___ Records to process ___

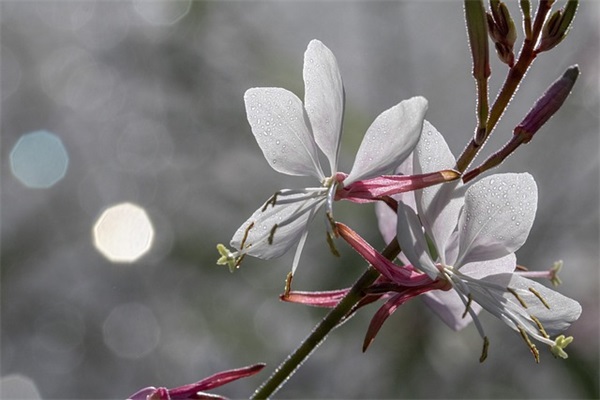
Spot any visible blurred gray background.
[0,1,600,399]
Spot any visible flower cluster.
[218,40,581,361]
[217,40,458,274]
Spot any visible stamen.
[261,192,279,212]
[506,287,527,308]
[479,336,490,363]
[240,222,254,250]
[529,288,550,310]
[517,325,540,364]
[550,335,573,358]
[325,210,340,238]
[235,253,246,269]
[267,224,279,244]
[461,293,473,318]
[283,272,294,299]
[529,315,550,339]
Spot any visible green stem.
[456,0,551,172]
[251,240,400,399]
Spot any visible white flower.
[218,40,427,273]
[379,122,581,360]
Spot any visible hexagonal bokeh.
[93,203,154,263]
[10,130,69,188]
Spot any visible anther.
[529,315,550,339]
[240,222,254,250]
[325,210,340,238]
[283,272,294,299]
[479,336,490,363]
[267,224,279,244]
[461,293,474,318]
[234,253,246,269]
[506,288,527,308]
[529,288,550,310]
[517,326,540,364]
[327,232,340,257]
[261,192,279,212]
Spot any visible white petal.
[397,203,439,279]
[455,173,537,268]
[344,97,427,185]
[422,254,517,331]
[469,273,581,340]
[303,40,344,175]
[414,121,465,263]
[231,195,325,260]
[244,88,324,180]
[421,290,481,331]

___

Given request ▸ Write out all of the records above again, word for word, leaving out the pictures.

Final result ▸
Spot any visible blurred gray background.
[0,1,600,399]
Spot any visible flower cluster.
[218,40,581,361]
[217,40,458,274]
Spot any visible stamen.
[261,192,279,212]
[506,287,527,308]
[479,336,490,363]
[240,222,254,250]
[529,288,550,310]
[517,325,540,364]
[550,335,573,358]
[325,210,340,238]
[235,253,246,269]
[267,224,279,244]
[461,293,473,318]
[283,272,294,299]
[529,315,550,339]
Spot any visible green stem.
[456,0,551,172]
[251,240,400,399]
Spot any visible white flower.
[218,40,427,273]
[379,122,581,360]
Spot any visible hexagonal bokeh.
[93,203,154,263]
[10,130,69,188]
Spot any visible anther.
[529,315,550,339]
[240,222,254,250]
[325,210,340,238]
[283,272,294,299]
[479,336,490,363]
[267,224,279,244]
[461,293,474,318]
[234,253,246,269]
[506,288,527,308]
[529,288,550,310]
[517,326,540,364]
[327,232,340,257]
[261,192,279,212]
Spot any visible white petal.
[397,203,439,279]
[455,173,537,268]
[344,97,427,185]
[422,254,517,331]
[469,273,581,340]
[303,40,344,175]
[414,121,465,263]
[231,195,325,260]
[244,88,324,180]
[421,290,481,331]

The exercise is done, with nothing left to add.